+++ Data supplied

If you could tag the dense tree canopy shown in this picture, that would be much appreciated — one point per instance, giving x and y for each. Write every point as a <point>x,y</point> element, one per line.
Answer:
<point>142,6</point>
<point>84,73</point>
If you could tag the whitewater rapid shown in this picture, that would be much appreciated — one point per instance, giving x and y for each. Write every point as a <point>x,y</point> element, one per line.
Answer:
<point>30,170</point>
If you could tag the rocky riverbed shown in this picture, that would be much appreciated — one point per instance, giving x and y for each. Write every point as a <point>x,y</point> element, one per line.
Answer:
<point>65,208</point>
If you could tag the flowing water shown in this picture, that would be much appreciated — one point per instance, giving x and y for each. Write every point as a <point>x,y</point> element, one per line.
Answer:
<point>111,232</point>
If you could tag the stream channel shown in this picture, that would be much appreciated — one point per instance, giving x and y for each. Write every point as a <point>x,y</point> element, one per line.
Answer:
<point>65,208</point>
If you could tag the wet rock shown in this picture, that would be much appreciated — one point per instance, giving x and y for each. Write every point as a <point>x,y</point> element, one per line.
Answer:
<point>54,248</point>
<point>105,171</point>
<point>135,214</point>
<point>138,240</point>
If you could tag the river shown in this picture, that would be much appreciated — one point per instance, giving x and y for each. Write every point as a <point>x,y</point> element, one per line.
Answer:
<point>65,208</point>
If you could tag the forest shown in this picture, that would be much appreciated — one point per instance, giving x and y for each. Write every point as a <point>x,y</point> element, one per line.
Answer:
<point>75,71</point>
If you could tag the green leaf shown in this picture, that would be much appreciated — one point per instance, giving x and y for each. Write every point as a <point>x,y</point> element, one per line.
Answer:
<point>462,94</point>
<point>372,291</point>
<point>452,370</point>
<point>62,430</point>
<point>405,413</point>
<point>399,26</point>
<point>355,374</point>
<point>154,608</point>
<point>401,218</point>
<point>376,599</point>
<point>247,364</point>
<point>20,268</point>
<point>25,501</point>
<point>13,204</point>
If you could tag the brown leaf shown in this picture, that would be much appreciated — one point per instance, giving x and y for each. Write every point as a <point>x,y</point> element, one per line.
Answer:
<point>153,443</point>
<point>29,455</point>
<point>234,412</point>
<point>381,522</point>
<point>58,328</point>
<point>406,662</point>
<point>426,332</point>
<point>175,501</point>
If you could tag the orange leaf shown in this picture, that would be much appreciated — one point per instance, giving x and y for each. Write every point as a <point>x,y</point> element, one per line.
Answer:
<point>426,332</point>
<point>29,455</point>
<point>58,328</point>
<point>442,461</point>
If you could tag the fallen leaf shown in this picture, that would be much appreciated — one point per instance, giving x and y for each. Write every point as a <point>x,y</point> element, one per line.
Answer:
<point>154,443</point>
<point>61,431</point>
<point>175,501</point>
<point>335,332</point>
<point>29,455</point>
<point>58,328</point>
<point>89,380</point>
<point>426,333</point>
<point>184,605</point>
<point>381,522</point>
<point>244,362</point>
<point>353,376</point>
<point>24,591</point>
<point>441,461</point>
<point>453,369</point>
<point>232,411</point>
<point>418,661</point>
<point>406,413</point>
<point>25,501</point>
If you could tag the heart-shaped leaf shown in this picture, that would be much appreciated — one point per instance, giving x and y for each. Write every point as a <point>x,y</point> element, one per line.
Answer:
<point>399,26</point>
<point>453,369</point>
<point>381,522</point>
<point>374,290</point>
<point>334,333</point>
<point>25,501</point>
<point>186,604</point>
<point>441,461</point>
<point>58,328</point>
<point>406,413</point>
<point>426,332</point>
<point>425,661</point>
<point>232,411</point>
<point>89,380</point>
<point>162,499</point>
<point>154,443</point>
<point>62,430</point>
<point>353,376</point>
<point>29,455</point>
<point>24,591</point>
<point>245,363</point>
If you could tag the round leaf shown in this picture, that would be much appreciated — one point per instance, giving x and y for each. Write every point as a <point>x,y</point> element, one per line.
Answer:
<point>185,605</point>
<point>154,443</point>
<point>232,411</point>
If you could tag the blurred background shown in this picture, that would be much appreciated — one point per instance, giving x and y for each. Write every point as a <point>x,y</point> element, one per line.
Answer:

++++++

Work instructions: All records above must be printed again, exactly.

Exercise output:
If you could tag the dense tree canopy shown in this picture, that would be much appreciated — one point per instance, giving x and y for each. Write every point as a <point>x,y</point> element, one per line.
Answer:
<point>142,6</point>
<point>84,73</point>
If you could tag the whitewater rapid shown in this picture, that would be much appreciated — one point per instance, giving x and y for each. Write every point as a <point>x,y</point> element, one per line.
Answer:
<point>30,170</point>
If you could tag the rocky riverbed shown in this picture, that would be much appreciated — one point per instance, giving x and y for each. Write every point as a <point>x,y</point> element, one per line.
Answer:
<point>65,208</point>
If you could tag the flowing water shown in this picture, that would be much appreciated — one point per instance, giving x and y for each. Write every point as a <point>x,y</point> element, one per line.
Answer:
<point>111,232</point>
If you could tag the stream channel shown in this picture, that would be much appreciated — one point per instance, giving x and y for each. Write every point as a <point>x,y</point> element, one per line.
Answer:
<point>65,208</point>
If you could tag the wet rock shown in this picture, that would be much appreciated — one point per instance, giving x and y for each. Write every point as a <point>x,y</point> element, one per line.
Answer:
<point>54,248</point>
<point>105,171</point>
<point>135,214</point>
<point>138,240</point>
If you could tag the river shown in this picture, that would be much appreciated — one point per instance, giving x and y for each. Write every point as a <point>x,y</point> element, one per line.
Answer:
<point>65,208</point>
If you could tag the forest shown in this picture, that would be much appreciated — one point per instance, giving x and y for each. Write every point as a <point>x,y</point> element, one per line.
Answer:
<point>75,71</point>
If you could tag the green leaf shown in this picture, that would be much appreciated — one point per instance, giving x and y for each. Write every point as a <point>x,y</point> element, one per line.
Answer:
<point>462,94</point>
<point>372,291</point>
<point>452,370</point>
<point>62,430</point>
<point>405,413</point>
<point>399,26</point>
<point>355,374</point>
<point>154,608</point>
<point>401,218</point>
<point>376,599</point>
<point>247,364</point>
<point>20,268</point>
<point>25,501</point>
<point>13,204</point>
If you could tag the brown leaf shown in this picture, that would be much appreciated — one point per instance, giving x and y for each. Write every point as a <point>x,y</point> element, one per line.
Answer:
<point>153,443</point>
<point>29,455</point>
<point>234,412</point>
<point>381,522</point>
<point>58,328</point>
<point>406,662</point>
<point>426,332</point>
<point>175,501</point>
If you could tag the orange leaf shown in this picture, that would be much appreciated — one point per instance, giving x and y for each. Write every point as a <point>x,y</point> element, one per line.
Answer:
<point>426,332</point>
<point>29,455</point>
<point>58,328</point>
<point>442,461</point>
If you could tag the fallen leaf shown in this picture, that would be much appreciated — one point per instance, giving x and y for each. Write every point as a <point>x,y</point> element, one per line.
Answer:
<point>154,443</point>
<point>61,431</point>
<point>175,501</point>
<point>335,332</point>
<point>29,455</point>
<point>58,328</point>
<point>89,380</point>
<point>426,333</point>
<point>184,605</point>
<point>381,522</point>
<point>244,362</point>
<point>353,376</point>
<point>24,591</point>
<point>441,461</point>
<point>453,369</point>
<point>232,411</point>
<point>418,661</point>
<point>406,413</point>
<point>25,501</point>
If you could tag the heart-shaped leaf shown in this picture, that would be much appreciated — one point per instance, giving x and y for each. Write every point as a <point>x,y</point> element, one per line.
Answer:
<point>399,26</point>
<point>453,369</point>
<point>381,522</point>
<point>374,290</point>
<point>334,333</point>
<point>25,501</point>
<point>186,604</point>
<point>441,461</point>
<point>58,328</point>
<point>406,413</point>
<point>426,332</point>
<point>425,661</point>
<point>232,411</point>
<point>89,380</point>
<point>162,499</point>
<point>154,443</point>
<point>62,430</point>
<point>353,376</point>
<point>29,455</point>
<point>24,591</point>
<point>245,363</point>
If you could tag the round leaf shown in this picture, that would be much appreciated — one point per instance, giving x and y for each. Write every point as a <point>x,y</point> element, one per line.
Answer:
<point>185,605</point>
<point>154,443</point>
<point>232,411</point>
If you could tag the blurred background shown in this picture, that would be much appreciated — one point per instance, giving x and y for each. Write every point as a <point>x,y</point> element, one per line.
Answer:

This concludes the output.